#### [WHAT TO PRODUCE]
Can you put the records from the line that contains "Would you kindly point at the green" through the line that contains "<point>706,89</point>" into a Markdown table with the columns Row and Record line, leaving out any blank lines?

#### [Point placement records]
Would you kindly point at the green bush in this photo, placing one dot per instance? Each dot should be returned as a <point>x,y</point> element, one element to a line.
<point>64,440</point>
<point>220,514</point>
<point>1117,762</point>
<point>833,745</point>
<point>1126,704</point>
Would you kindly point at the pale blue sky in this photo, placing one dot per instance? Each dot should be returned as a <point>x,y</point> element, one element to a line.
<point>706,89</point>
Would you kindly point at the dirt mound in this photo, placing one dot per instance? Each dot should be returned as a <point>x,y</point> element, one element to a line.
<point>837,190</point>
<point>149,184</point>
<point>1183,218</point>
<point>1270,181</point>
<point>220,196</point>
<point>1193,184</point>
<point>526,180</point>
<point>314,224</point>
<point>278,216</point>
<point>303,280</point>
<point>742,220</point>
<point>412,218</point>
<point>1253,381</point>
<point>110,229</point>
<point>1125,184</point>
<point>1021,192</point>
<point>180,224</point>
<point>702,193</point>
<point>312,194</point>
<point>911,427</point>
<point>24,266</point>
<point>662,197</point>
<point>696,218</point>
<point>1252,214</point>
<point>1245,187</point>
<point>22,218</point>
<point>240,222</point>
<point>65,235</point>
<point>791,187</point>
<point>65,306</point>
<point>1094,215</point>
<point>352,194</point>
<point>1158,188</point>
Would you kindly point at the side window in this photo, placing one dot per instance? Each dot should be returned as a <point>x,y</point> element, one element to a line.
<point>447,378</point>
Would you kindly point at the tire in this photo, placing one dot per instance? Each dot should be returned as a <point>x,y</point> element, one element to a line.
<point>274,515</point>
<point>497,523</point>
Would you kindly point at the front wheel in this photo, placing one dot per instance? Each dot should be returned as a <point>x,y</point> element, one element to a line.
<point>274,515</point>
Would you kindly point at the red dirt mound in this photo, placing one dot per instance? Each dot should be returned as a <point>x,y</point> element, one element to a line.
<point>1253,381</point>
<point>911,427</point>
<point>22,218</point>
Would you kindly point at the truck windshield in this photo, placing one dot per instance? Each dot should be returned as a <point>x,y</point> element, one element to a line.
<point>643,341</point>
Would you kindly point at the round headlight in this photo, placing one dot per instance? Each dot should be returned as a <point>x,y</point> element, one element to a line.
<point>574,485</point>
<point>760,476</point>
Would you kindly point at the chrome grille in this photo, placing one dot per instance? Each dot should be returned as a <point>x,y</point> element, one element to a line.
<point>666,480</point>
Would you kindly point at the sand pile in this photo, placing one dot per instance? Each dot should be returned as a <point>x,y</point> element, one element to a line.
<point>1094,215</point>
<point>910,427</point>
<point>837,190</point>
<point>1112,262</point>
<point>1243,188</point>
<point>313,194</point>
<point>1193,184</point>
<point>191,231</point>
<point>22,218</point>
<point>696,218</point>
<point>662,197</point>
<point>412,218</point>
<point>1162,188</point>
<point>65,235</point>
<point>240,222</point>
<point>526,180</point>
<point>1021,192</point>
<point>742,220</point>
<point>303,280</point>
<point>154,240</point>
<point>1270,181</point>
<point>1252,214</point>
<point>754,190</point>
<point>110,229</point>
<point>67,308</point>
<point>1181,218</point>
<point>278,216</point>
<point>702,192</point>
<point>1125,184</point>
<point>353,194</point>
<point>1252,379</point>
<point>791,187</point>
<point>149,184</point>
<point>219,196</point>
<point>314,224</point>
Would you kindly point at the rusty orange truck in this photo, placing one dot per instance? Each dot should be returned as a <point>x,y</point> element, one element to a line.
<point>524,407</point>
---
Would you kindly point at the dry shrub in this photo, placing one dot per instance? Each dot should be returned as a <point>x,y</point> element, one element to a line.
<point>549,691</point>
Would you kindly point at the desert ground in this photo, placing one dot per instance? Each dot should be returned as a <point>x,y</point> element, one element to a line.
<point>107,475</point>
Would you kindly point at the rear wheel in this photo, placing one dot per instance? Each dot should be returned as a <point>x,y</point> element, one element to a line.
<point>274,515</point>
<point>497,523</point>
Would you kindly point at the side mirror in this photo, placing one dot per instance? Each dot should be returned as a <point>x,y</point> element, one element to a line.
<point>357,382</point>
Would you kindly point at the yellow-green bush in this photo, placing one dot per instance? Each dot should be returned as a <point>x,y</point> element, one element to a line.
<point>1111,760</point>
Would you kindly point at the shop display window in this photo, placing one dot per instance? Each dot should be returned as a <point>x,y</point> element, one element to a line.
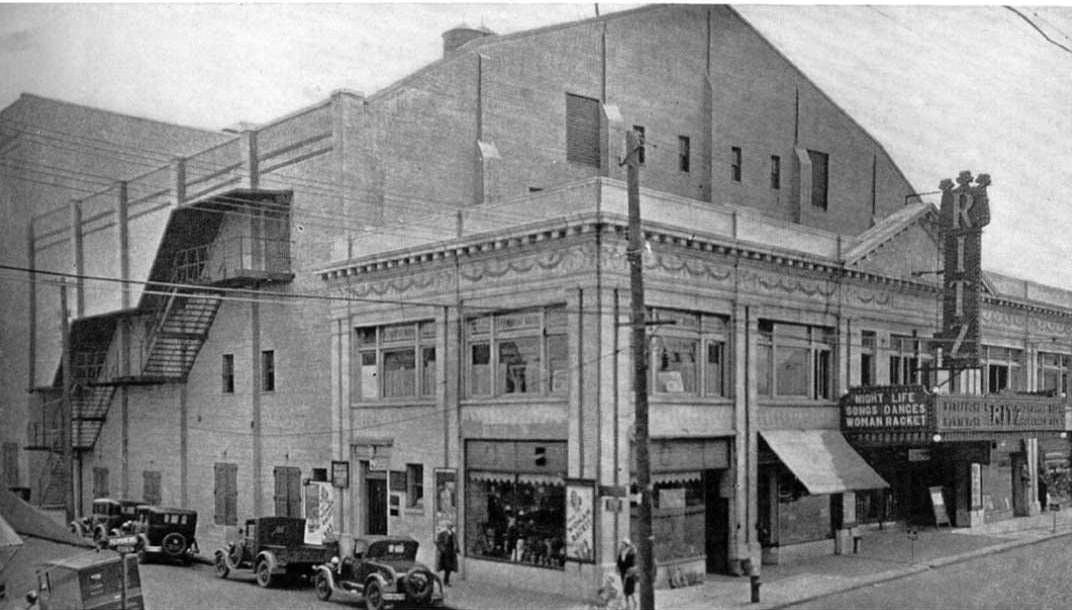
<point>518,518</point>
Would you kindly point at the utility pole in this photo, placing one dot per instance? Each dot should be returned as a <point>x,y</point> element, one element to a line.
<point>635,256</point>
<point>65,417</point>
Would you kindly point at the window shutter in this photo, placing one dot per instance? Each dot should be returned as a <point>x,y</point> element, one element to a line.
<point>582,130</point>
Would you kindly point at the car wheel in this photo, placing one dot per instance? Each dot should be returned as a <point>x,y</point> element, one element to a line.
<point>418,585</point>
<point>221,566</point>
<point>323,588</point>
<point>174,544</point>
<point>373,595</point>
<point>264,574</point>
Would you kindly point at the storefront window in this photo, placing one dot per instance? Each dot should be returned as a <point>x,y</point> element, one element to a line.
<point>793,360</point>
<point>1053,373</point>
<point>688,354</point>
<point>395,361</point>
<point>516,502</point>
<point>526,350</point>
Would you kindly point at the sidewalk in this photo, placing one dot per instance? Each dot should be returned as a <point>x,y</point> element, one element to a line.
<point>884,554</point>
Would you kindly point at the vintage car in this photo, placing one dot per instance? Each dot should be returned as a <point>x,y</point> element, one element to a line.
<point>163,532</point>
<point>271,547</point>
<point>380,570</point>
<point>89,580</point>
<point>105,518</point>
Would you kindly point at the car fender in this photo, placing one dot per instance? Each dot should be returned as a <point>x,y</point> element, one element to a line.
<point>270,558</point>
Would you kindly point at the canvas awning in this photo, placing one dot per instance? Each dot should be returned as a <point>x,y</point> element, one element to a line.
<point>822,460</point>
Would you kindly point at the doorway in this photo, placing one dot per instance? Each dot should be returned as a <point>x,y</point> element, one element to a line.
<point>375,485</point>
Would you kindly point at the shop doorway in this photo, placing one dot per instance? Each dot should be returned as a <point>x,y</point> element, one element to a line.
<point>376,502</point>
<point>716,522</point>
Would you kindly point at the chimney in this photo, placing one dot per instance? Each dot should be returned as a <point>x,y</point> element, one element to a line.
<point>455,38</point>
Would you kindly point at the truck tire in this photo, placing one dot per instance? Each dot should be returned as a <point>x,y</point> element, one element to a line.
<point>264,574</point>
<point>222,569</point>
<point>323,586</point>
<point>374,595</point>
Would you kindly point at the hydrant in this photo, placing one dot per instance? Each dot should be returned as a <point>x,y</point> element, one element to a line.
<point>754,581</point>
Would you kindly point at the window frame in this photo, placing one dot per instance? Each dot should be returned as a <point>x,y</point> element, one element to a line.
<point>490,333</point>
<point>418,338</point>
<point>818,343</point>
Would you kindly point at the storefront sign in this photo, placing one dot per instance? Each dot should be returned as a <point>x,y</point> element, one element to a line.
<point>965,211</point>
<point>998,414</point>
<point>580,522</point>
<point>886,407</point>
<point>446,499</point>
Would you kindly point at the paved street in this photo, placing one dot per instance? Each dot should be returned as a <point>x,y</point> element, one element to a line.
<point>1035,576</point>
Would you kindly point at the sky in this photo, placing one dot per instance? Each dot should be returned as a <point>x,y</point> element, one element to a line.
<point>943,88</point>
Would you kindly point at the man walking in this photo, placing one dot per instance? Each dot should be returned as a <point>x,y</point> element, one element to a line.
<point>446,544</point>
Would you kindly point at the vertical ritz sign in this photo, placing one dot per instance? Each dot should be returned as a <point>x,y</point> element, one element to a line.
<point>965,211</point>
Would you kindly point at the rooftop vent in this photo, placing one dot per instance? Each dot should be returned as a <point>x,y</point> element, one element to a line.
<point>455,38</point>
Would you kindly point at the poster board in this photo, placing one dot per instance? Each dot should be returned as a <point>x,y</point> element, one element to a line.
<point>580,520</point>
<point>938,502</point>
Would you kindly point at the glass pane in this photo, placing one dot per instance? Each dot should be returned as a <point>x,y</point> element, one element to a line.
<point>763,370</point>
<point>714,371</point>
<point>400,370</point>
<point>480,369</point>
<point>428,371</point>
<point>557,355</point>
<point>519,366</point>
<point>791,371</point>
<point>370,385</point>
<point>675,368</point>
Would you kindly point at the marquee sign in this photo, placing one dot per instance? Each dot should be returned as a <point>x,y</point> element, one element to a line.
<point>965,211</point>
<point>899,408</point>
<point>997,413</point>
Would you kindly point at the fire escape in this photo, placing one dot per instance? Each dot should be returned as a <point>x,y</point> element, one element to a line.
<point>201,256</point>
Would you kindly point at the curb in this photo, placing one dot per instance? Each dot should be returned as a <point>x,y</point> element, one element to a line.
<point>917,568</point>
==
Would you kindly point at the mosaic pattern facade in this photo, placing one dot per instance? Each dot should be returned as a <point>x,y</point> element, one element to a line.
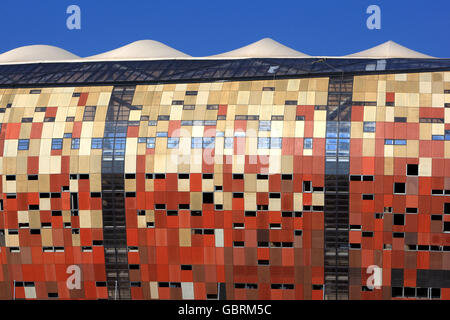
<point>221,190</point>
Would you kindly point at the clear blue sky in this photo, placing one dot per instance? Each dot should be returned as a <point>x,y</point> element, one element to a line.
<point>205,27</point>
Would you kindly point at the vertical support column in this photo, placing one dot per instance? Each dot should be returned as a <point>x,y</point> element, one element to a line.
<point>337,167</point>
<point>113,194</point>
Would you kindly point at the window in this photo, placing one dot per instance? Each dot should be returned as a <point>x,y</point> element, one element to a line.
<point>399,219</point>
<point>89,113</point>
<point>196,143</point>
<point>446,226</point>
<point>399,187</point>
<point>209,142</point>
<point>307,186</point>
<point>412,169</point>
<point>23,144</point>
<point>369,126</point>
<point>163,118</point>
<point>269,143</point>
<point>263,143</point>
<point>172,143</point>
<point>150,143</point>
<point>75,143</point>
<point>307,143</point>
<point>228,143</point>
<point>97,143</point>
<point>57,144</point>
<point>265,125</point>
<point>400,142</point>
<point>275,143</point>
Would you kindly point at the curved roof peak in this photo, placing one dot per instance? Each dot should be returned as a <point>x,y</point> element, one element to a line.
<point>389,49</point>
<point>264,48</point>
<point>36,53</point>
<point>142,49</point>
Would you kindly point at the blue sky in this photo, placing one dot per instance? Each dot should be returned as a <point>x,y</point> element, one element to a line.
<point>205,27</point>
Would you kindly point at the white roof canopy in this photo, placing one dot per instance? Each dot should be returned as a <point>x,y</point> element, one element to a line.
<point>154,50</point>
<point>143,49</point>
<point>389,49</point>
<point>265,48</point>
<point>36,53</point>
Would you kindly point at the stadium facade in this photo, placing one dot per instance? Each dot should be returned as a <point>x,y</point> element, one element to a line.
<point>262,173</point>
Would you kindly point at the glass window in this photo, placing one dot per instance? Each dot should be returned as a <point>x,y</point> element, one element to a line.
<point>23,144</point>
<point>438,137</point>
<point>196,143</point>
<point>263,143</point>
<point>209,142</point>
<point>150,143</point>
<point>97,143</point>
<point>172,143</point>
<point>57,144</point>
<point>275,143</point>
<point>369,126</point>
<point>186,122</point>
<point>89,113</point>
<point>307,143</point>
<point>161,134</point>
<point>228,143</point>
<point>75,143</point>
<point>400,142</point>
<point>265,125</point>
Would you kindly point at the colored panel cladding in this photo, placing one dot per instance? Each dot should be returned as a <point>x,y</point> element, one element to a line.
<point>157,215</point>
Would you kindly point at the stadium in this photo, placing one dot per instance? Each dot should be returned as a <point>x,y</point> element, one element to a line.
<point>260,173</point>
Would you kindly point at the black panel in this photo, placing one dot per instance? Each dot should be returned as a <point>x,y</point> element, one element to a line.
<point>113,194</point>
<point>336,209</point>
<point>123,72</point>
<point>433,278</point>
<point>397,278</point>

#### [EXERCISE SOLUTION]
| Row | Record line |
|---|---|
| 1 | Would you kindly point at the green bush in this photo, placing one dot per instance? Each dot should be returned as a <point>x,y</point> element, one element to a line. |
| 2 | <point>64,440</point> |
| 3 | <point>220,514</point> |
| 4 | <point>1117,762</point> |
| 5 | <point>833,745</point> |
| 6 | <point>1126,704</point> |
| 7 | Would you kindly point at the pale blue sky in this photo, placing one dot per instance? Each dot should be returned as a <point>x,y</point> element, one element to a line. |
| 8 | <point>706,89</point> |